Work order:
Reproduce, word for word, every line starting at the line that contains "the log cabin" and ending with the final line of the entries.

[Point localization data]
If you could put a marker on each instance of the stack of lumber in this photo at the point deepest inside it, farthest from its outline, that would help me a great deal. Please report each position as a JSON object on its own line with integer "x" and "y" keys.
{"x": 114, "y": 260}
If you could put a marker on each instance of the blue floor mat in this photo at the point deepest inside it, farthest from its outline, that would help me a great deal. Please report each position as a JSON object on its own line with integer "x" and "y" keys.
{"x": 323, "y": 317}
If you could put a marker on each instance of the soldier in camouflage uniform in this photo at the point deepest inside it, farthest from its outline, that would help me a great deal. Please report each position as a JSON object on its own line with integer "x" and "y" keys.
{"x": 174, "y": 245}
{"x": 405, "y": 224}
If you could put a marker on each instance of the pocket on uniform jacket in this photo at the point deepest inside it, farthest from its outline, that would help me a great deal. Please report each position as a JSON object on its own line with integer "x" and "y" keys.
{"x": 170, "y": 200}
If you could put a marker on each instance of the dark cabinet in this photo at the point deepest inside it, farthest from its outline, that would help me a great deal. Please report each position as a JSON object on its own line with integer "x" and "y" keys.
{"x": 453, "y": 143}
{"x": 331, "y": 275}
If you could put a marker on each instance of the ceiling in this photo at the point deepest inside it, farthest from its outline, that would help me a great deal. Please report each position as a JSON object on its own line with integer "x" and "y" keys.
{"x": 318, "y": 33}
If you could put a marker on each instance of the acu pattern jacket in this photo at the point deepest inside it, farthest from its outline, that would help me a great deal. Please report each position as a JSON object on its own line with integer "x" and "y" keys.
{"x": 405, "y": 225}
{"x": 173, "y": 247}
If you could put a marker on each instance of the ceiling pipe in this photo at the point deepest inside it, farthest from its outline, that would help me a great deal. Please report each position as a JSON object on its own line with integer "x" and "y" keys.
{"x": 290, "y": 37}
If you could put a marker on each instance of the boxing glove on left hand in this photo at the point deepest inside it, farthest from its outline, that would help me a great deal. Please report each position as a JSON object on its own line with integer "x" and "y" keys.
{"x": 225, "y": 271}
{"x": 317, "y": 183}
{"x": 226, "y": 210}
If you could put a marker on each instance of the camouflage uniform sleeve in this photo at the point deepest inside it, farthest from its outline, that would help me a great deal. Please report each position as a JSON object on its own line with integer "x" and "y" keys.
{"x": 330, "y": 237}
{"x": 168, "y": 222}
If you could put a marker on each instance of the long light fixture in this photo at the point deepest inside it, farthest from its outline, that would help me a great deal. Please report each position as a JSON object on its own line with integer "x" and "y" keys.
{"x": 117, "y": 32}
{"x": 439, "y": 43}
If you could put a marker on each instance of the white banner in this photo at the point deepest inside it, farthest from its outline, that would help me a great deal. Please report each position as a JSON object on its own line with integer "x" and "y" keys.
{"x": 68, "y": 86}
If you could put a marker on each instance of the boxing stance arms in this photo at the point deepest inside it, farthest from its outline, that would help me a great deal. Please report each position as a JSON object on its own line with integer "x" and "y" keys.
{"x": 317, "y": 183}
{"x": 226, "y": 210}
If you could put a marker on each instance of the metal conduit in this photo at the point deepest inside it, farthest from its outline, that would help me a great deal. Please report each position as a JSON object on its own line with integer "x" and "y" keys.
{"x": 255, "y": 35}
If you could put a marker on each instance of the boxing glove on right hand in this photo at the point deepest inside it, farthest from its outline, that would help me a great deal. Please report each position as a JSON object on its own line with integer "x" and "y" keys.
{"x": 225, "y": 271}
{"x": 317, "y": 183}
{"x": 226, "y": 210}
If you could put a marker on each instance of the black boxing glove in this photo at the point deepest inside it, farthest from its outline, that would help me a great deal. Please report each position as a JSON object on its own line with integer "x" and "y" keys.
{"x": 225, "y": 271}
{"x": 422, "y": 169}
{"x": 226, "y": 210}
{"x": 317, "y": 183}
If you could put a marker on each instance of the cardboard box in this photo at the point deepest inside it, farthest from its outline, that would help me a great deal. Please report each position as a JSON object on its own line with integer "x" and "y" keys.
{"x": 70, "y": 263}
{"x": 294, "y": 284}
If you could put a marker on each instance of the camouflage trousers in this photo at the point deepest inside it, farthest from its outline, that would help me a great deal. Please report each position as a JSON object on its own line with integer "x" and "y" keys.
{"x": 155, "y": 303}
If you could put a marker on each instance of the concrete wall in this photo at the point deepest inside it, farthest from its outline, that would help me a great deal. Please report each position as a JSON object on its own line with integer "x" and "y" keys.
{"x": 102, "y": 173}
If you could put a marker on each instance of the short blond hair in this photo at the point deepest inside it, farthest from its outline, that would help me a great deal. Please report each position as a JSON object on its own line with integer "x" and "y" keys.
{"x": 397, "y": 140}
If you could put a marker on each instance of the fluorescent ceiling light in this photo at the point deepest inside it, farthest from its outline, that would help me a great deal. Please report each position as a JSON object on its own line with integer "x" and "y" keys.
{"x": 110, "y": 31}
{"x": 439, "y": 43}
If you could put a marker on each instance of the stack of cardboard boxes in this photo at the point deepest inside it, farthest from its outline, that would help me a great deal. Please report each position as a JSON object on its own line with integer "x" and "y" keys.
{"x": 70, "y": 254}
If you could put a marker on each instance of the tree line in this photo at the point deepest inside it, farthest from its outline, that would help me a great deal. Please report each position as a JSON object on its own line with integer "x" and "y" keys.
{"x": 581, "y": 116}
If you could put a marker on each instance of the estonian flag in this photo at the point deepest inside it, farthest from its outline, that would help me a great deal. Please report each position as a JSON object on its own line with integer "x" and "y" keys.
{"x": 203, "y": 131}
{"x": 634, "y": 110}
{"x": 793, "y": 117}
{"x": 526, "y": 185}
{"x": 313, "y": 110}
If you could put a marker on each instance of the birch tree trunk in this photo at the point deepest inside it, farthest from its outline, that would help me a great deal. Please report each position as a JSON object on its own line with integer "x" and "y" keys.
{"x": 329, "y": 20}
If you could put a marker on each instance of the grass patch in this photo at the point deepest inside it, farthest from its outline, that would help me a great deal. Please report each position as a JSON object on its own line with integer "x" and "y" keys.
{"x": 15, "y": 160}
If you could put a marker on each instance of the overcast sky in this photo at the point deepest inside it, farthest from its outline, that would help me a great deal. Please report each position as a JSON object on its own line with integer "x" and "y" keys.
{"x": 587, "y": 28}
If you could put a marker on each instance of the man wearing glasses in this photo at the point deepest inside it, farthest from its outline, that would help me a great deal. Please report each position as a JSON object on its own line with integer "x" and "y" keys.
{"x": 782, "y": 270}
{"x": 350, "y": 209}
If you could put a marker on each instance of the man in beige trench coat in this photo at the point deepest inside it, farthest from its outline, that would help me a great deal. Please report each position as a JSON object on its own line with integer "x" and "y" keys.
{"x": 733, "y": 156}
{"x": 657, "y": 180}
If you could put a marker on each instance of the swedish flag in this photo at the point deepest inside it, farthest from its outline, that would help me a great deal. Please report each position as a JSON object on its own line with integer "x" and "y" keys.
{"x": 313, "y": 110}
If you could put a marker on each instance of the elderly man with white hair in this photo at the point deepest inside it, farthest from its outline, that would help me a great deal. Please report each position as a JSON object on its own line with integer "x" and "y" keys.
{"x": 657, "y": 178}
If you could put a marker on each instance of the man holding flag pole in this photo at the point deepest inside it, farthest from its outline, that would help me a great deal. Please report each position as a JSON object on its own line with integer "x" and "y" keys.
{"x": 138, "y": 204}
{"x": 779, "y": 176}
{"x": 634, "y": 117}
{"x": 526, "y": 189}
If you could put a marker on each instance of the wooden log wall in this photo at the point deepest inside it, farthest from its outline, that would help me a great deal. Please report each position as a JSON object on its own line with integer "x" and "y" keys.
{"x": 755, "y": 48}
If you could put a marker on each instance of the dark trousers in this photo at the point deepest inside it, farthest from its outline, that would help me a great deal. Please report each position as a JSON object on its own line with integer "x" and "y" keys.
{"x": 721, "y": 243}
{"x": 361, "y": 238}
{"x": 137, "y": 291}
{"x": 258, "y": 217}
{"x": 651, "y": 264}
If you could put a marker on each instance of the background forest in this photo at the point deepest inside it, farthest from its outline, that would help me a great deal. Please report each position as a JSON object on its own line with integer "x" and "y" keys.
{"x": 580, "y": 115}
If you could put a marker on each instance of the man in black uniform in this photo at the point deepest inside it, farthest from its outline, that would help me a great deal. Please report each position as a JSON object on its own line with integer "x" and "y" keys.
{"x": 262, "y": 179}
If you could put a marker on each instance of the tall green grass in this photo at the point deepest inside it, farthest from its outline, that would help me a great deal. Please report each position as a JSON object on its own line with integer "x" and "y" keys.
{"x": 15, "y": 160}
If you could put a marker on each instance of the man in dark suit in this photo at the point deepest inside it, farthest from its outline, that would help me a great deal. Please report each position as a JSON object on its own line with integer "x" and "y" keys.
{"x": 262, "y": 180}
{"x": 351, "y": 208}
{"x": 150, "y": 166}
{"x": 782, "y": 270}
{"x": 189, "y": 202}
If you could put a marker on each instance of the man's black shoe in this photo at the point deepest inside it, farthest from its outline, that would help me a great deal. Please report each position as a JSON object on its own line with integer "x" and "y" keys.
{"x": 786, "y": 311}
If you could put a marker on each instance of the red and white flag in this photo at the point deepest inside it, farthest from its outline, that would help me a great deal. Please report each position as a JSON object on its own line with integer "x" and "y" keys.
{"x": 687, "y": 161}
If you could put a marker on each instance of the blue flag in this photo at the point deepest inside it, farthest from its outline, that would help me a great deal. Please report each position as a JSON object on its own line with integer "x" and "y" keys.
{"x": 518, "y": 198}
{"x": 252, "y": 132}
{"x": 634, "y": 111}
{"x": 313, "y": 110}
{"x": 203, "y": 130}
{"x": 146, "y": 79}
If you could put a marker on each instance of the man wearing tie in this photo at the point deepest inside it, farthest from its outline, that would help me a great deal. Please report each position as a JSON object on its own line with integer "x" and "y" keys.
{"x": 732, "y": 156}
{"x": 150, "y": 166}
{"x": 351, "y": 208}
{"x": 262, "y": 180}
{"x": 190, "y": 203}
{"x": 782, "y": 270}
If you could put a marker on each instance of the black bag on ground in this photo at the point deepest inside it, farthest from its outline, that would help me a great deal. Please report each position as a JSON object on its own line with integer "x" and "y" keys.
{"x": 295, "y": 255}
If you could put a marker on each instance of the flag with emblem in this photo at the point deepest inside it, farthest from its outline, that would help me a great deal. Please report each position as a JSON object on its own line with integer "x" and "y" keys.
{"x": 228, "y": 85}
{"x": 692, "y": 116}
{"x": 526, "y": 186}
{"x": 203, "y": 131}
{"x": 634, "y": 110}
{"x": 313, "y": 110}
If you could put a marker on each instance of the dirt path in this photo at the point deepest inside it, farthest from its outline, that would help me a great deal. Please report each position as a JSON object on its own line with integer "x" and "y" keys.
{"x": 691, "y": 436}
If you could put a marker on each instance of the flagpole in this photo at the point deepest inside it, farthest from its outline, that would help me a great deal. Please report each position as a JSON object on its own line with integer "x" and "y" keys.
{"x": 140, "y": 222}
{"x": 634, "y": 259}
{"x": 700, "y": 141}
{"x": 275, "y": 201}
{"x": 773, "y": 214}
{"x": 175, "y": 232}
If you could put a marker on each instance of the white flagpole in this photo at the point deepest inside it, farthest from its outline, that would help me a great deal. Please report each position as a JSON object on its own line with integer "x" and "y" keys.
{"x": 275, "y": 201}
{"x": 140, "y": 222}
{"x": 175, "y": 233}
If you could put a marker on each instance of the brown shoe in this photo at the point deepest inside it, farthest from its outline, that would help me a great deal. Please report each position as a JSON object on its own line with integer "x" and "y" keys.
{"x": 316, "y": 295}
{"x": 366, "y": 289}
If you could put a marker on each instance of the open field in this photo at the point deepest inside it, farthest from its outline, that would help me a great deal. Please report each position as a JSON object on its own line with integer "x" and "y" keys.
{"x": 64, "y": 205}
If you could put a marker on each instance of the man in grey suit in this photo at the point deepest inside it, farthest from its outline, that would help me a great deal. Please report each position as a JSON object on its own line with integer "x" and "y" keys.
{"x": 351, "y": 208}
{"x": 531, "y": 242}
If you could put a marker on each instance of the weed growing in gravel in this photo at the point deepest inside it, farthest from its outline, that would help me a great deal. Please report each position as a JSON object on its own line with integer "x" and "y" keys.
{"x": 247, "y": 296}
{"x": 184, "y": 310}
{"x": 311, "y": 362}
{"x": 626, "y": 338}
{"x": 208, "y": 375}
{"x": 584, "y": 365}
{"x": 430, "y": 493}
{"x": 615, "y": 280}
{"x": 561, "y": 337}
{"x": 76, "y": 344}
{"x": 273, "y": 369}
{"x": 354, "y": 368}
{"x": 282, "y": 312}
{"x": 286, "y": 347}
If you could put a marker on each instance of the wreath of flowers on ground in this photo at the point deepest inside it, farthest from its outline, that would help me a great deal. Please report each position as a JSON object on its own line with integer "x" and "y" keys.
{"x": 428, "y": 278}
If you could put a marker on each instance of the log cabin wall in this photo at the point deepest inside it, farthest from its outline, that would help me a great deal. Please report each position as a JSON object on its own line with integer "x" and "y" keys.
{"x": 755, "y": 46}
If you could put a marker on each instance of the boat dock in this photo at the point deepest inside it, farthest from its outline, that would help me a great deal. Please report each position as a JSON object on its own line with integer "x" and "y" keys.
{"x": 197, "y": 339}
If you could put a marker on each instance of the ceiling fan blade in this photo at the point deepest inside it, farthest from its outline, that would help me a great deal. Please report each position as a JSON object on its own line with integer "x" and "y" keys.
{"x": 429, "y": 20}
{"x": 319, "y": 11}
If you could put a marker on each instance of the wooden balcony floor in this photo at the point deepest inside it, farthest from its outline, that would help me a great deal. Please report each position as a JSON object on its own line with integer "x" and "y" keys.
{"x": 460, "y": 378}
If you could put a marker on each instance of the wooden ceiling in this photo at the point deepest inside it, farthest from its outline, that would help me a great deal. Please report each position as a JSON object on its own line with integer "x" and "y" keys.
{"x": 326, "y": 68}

Exercise response:
If you could put a marker on each instance of the log cabin wall in this photo at the point deepest inside it, farthest from its outline, that would help me a great deal. Please report each position as a JSON object on its own line with integer "x" and "y" keys.
{"x": 755, "y": 46}
If you could put a marker on each instance of the boat dock in this photo at the point deepest inside it, farthest from its outline, that would help me a great deal. Please report each position as a JSON object on its own line with integer "x" and "y" keys.
{"x": 197, "y": 339}
If you could put a marker on each instance of the ceiling fan blade in this photo at the point deepest inside it, farthest from its outline, that would help me a great deal. Please report each position as a JSON object on its own line with integer "x" and "y" keys.
{"x": 429, "y": 20}
{"x": 319, "y": 11}
If you could put a marker on each instance of the wooden balcony floor in this photo at the point deepest inside it, farthest from its outline, that would help me a great deal. Please report each position as a JSON object on its own line with integer "x" and "y" keys.
{"x": 460, "y": 378}
If you could put a marker on each instance of the wooden ceiling in this photo at the point deepest inside it, farthest from its outline, that would help me a great deal. Please report each position as a JSON object on its own line with integer "x" and "y" keys.
{"x": 326, "y": 68}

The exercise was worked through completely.